### Directions
Copy out the entries from the line holding "Please spot the rock" through the end of the entries, both ends included, keeping every line, and add 72 to each x and y coordinate in the answer points.

### Working data

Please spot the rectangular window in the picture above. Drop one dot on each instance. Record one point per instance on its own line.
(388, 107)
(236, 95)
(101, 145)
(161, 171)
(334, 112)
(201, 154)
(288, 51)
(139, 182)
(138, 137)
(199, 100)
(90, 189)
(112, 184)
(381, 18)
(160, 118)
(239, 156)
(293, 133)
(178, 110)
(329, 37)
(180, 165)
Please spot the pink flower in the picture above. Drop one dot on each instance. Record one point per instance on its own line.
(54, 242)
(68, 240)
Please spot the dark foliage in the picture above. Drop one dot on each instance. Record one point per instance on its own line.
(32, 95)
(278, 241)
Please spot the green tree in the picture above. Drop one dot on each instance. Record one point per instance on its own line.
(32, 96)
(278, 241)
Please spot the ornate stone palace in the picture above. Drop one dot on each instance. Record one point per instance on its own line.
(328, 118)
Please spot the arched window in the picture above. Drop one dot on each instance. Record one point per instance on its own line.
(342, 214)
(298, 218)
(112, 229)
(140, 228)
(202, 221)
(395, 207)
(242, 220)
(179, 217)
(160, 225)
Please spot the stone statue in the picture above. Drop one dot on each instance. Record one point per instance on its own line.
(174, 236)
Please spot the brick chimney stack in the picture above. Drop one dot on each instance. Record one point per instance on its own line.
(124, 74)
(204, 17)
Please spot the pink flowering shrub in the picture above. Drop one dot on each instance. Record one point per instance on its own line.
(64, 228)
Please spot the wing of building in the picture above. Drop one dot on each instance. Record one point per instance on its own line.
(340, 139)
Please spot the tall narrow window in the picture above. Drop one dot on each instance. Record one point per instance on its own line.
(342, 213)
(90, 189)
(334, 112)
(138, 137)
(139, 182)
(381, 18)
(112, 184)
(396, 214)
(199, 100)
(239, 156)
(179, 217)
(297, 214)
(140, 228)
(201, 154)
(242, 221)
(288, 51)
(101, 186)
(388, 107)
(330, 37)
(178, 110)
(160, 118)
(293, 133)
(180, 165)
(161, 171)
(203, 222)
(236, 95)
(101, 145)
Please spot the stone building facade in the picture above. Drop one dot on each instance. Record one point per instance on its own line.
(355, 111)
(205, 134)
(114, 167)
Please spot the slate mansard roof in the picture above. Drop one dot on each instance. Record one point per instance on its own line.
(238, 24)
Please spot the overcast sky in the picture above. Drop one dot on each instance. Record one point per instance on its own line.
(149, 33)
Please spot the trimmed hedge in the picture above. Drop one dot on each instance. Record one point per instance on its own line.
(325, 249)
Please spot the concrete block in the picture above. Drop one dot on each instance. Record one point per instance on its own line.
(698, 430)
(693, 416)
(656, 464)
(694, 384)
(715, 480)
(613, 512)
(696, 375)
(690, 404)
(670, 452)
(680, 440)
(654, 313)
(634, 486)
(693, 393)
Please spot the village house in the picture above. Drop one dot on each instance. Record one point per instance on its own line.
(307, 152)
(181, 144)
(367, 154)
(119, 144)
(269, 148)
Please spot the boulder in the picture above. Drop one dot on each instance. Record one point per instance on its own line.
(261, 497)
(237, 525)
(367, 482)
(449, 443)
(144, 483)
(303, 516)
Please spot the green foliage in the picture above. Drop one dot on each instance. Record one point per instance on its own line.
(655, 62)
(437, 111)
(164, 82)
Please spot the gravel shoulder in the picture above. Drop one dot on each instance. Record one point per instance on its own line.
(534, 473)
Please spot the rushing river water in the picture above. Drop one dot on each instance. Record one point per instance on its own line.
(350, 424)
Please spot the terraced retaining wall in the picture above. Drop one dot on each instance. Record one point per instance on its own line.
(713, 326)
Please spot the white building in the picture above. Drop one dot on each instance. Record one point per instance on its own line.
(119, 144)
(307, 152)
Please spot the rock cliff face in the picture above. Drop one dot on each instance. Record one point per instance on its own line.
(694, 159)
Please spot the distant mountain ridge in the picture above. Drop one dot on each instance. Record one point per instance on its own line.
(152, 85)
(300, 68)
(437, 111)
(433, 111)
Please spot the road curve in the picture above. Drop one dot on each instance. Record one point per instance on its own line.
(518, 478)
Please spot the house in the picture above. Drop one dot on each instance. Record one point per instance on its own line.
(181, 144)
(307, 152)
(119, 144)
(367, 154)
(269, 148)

### Exercise answer
Please spot the rock cliff face in the picture above. Drop one dot on each instance. Record one point per instance on its own line.
(766, 231)
Please spot the distant mountain ridge in the picture above. Drop one dot on each instance. Record one point per instance on its own line.
(224, 157)
(372, 140)
(509, 183)
(505, 183)
Please spot the road curve in the picture above. Drop one dot on each instance. Record one point per instance on its own line.
(590, 550)
Please spot the house in the picture above. Drop one dot on each instance. Record one point per instance on its own line.
(253, 216)
(379, 224)
(191, 216)
(439, 226)
(341, 220)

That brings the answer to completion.